* [Direction]: Place each line of the entries below into a single numbered list, omitting any blank lines.

* [Input records]:
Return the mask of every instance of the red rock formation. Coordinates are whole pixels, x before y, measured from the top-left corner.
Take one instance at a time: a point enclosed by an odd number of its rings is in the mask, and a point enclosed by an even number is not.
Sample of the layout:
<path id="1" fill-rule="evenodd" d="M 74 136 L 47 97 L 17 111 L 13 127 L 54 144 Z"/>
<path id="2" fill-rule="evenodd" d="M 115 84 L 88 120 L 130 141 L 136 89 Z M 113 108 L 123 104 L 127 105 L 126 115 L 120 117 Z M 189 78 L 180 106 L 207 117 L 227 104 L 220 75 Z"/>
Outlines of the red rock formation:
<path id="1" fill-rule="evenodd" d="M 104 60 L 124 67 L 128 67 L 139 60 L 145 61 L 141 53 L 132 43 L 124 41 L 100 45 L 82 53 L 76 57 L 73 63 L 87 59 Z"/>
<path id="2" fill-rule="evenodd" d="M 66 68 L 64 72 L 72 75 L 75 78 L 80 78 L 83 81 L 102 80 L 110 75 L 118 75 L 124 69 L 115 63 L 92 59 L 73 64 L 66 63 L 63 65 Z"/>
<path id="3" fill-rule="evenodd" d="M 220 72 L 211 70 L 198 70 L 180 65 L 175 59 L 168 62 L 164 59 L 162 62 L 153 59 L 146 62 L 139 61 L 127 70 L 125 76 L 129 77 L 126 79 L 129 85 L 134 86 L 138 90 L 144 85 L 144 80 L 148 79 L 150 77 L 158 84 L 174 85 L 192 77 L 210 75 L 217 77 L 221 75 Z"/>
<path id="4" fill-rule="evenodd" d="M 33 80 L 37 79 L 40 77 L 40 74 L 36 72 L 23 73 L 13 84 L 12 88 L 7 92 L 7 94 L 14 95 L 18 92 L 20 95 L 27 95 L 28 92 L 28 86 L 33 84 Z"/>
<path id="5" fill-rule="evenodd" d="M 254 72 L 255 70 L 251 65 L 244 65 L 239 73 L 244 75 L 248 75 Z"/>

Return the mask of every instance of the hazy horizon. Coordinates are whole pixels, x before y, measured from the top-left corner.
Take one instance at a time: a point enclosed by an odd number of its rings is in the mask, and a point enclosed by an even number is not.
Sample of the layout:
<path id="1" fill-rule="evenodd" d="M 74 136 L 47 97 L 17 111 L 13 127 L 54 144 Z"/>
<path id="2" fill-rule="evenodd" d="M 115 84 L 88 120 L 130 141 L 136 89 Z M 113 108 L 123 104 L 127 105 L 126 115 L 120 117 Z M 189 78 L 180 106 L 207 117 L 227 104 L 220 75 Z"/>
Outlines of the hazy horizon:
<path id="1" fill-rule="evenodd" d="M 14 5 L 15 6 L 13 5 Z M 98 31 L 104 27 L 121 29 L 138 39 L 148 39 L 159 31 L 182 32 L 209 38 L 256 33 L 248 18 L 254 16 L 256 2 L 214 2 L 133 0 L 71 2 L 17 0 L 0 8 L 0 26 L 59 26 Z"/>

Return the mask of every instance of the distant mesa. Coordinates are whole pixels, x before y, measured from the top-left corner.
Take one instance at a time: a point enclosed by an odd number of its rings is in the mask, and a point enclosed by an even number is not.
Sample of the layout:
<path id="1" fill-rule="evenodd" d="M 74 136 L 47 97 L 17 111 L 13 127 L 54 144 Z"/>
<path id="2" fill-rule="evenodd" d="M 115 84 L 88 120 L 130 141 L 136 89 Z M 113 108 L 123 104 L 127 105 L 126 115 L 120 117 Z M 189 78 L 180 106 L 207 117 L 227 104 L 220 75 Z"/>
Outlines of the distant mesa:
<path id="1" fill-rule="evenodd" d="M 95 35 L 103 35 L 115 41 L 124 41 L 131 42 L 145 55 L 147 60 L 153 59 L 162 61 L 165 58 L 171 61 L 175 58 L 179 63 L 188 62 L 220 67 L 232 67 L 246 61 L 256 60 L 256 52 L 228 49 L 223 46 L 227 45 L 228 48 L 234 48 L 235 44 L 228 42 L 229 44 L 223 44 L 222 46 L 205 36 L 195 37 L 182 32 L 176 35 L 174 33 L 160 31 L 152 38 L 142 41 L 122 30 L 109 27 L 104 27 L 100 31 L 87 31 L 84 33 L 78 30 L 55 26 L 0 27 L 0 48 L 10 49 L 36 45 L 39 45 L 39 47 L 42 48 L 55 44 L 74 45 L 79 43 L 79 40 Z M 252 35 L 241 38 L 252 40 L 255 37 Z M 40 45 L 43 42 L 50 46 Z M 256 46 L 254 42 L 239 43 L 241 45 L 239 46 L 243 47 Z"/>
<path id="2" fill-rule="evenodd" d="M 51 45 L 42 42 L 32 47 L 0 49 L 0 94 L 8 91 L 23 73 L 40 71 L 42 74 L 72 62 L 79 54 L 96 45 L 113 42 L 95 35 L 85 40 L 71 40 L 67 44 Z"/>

* [Reply]:
1. Return the mask of every instance of the red rock formation. Coordinates are whole pixels, x before y, measured from the top-left corner.
2. Take one instance at a time: a point enclosed by an odd number of its rings is in the mask, and a point enclosed by an even number is not.
3. Sample of the layout:
4. <path id="1" fill-rule="evenodd" d="M 74 136 L 47 97 L 17 111 L 13 127 L 54 144 Z"/>
5. <path id="2" fill-rule="evenodd" d="M 115 84 L 88 120 L 130 141 L 136 89 Z M 113 108 L 123 104 L 127 105 L 126 115 L 120 117 Z M 189 78 L 180 106 L 207 117 L 227 104 L 220 75 Z"/>
6. Outlines of the red rock formation:
7. <path id="1" fill-rule="evenodd" d="M 104 60 L 124 67 L 128 67 L 139 60 L 145 61 L 141 53 L 132 43 L 124 41 L 100 45 L 82 53 L 76 57 L 73 63 L 87 59 Z"/>
8. <path id="2" fill-rule="evenodd" d="M 66 68 L 64 72 L 72 75 L 75 78 L 80 78 L 83 81 L 102 80 L 110 75 L 118 75 L 124 69 L 115 63 L 92 59 L 73 64 L 66 63 L 63 65 Z"/>
9. <path id="3" fill-rule="evenodd" d="M 220 72 L 211 70 L 198 70 L 180 65 L 175 59 L 168 62 L 164 59 L 162 62 L 153 59 L 146 62 L 139 61 L 127 70 L 125 76 L 129 77 L 126 79 L 129 85 L 134 86 L 138 90 L 144 85 L 144 80 L 148 79 L 150 77 L 158 84 L 174 85 L 192 77 L 210 75 L 217 77 L 221 75 Z"/>
10. <path id="4" fill-rule="evenodd" d="M 33 80 L 37 79 L 40 77 L 40 74 L 36 72 L 23 73 L 13 84 L 12 88 L 7 92 L 7 94 L 14 95 L 18 92 L 20 95 L 27 95 L 28 92 L 28 86 L 33 84 Z"/>
11. <path id="5" fill-rule="evenodd" d="M 254 72 L 255 70 L 251 65 L 244 65 L 239 73 L 244 75 L 248 75 Z"/>
12. Return the mask of every instance of the hazy horizon. Coordinates are whole pixels, x before y, measured from the top-left corner.
13. Take one instance at a time: a point enclosed by an odd number of its rings is in the mask, and a point enclosed by an even number is not.
14. Sample of the layout:
15. <path id="1" fill-rule="evenodd" d="M 74 136 L 47 97 L 17 111 L 13 127 L 54 144 Z"/>
16. <path id="2" fill-rule="evenodd" d="M 115 84 L 88 120 L 130 141 L 136 89 Z M 113 108 L 123 104 L 127 105 L 126 115 L 120 117 Z M 189 78 L 180 106 L 207 117 L 227 104 L 220 75 Z"/>
17. Outlines of the hazy horizon:
18. <path id="1" fill-rule="evenodd" d="M 14 5 L 15 6 L 13 5 Z M 98 31 L 104 27 L 121 29 L 138 39 L 148 39 L 159 31 L 182 32 L 209 38 L 256 33 L 248 18 L 254 16 L 256 2 L 214 2 L 133 0 L 71 2 L 17 0 L 0 8 L 0 26 L 59 26 Z"/>
19. Return the mask of every instance of the distant mesa. Coordinates are whole pixels, x before y, measured from the top-left corner.
20. Take one instance at a time: a point enclosed by an odd number of its rings is in the mask, and a point enclosed by an even number is not.
21. Sample of the layout:
22. <path id="1" fill-rule="evenodd" d="M 74 136 L 47 97 L 17 111 L 13 127 L 54 144 Z"/>
23. <path id="2" fill-rule="evenodd" d="M 115 84 L 88 120 L 130 141 L 136 89 Z M 113 108 L 123 104 L 127 105 L 126 115 L 120 117 Z M 189 78 L 180 106 L 207 117 L 227 104 L 220 75 Z"/>
24. Outlines of the distant mesa:
25. <path id="1" fill-rule="evenodd" d="M 95 35 L 103 35 L 115 41 L 124 41 L 131 42 L 145 55 L 147 60 L 153 59 L 162 61 L 165 58 L 171 61 L 175 58 L 179 63 L 188 62 L 220 67 L 232 67 L 246 61 L 256 60 L 256 52 L 228 49 L 223 46 L 227 45 L 228 48 L 234 48 L 235 44 L 228 42 L 229 44 L 223 44 L 222 46 L 205 36 L 195 37 L 182 32 L 176 35 L 174 33 L 160 31 L 152 38 L 142 41 L 122 30 L 109 27 L 104 27 L 100 31 L 87 31 L 84 33 L 78 30 L 55 26 L 0 27 L 0 48 L 10 49 L 36 45 L 39 45 L 39 47 L 42 48 L 55 44 L 74 45 L 79 43 L 79 40 Z M 252 35 L 241 38 L 252 40 L 255 37 Z M 40 45 L 43 42 L 50 46 Z M 256 46 L 254 42 L 239 43 L 241 45 L 239 46 L 243 47 Z"/>
26. <path id="2" fill-rule="evenodd" d="M 51 45 L 42 42 L 32 47 L 0 49 L 0 94 L 8 91 L 23 73 L 40 71 L 42 74 L 72 62 L 79 54 L 96 45 L 113 42 L 95 35 L 85 40 L 71 40 L 67 44 Z"/>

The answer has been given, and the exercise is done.